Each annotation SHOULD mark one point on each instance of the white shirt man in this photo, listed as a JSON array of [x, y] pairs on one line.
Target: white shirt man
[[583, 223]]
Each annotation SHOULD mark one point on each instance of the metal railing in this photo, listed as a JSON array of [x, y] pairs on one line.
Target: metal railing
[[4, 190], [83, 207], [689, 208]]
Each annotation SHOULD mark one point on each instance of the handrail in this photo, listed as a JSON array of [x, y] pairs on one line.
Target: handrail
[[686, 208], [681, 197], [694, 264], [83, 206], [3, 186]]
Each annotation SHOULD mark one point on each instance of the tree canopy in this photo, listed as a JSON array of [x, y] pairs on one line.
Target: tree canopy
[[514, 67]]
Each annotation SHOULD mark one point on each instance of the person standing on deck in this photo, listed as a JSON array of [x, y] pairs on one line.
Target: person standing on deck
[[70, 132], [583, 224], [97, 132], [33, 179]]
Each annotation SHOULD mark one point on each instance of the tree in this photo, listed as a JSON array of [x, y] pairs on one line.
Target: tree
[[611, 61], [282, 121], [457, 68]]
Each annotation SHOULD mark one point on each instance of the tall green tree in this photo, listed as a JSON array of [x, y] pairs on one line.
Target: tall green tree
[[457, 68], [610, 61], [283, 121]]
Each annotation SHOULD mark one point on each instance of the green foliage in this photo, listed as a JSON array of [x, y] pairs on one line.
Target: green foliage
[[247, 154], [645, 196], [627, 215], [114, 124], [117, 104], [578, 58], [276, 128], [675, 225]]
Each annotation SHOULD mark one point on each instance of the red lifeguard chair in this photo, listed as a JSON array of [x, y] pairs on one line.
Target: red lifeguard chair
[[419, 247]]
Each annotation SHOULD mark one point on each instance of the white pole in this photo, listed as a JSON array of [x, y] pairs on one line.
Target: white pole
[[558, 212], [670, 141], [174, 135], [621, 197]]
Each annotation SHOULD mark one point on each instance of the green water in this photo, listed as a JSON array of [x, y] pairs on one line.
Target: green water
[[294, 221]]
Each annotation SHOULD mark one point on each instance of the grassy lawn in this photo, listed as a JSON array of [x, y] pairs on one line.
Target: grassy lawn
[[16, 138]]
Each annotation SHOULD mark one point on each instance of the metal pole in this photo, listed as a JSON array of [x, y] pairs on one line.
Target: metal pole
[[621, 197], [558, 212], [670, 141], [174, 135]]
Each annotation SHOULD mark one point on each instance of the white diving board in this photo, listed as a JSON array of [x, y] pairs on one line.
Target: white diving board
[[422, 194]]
══════════════════════════════
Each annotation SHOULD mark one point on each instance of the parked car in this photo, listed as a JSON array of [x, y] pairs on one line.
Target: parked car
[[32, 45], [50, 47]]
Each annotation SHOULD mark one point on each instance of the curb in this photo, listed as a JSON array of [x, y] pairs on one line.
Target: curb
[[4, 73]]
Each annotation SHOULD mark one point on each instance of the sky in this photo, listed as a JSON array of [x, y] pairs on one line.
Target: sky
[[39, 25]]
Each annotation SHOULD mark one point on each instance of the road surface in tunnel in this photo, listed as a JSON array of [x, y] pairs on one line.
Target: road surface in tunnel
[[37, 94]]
══════════════════════════════
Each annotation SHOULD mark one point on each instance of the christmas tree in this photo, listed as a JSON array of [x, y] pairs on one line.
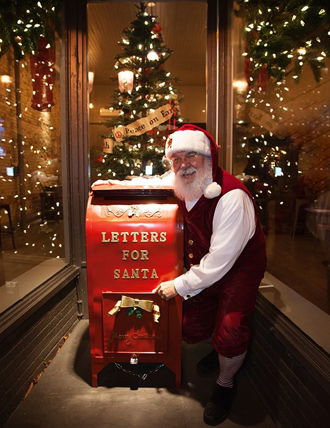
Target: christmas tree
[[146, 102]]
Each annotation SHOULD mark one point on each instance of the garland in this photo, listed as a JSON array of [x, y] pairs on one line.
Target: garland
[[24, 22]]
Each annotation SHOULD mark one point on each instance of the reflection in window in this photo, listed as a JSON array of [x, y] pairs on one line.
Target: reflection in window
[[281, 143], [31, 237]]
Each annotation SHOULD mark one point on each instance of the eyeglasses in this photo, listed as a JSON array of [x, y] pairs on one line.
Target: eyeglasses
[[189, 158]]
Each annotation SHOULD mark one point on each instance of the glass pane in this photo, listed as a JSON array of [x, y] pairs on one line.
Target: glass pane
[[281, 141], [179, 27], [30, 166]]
══════════════════════════════
WORK REQUIRED:
Print the data lines from the line with "the tree in" to the line with "128], [675, 225]]", including both, without changing a character.

RESPONSE TO THIS TASK:
Each annotation SHOULD mark one point on each instance of the tree in this photo, listed as a JSON array of [x, y] pairs on one line.
Target: tree
[[611, 61], [282, 121], [457, 68]]
Each annotation SHOULD mark one point on each instance of the tall green tree in this photo, listed as a JSON array of [x, y] pairs on one line.
Target: tall green tree
[[457, 68], [610, 61], [283, 121]]
Each annotation SHOULD mark one point on each instance of the green foliage in this photo, listed as a JSON array of [x, y] pairs on one line.
Target: green foliage
[[247, 154], [645, 196], [627, 215], [114, 124], [117, 104], [578, 58], [276, 128], [675, 225]]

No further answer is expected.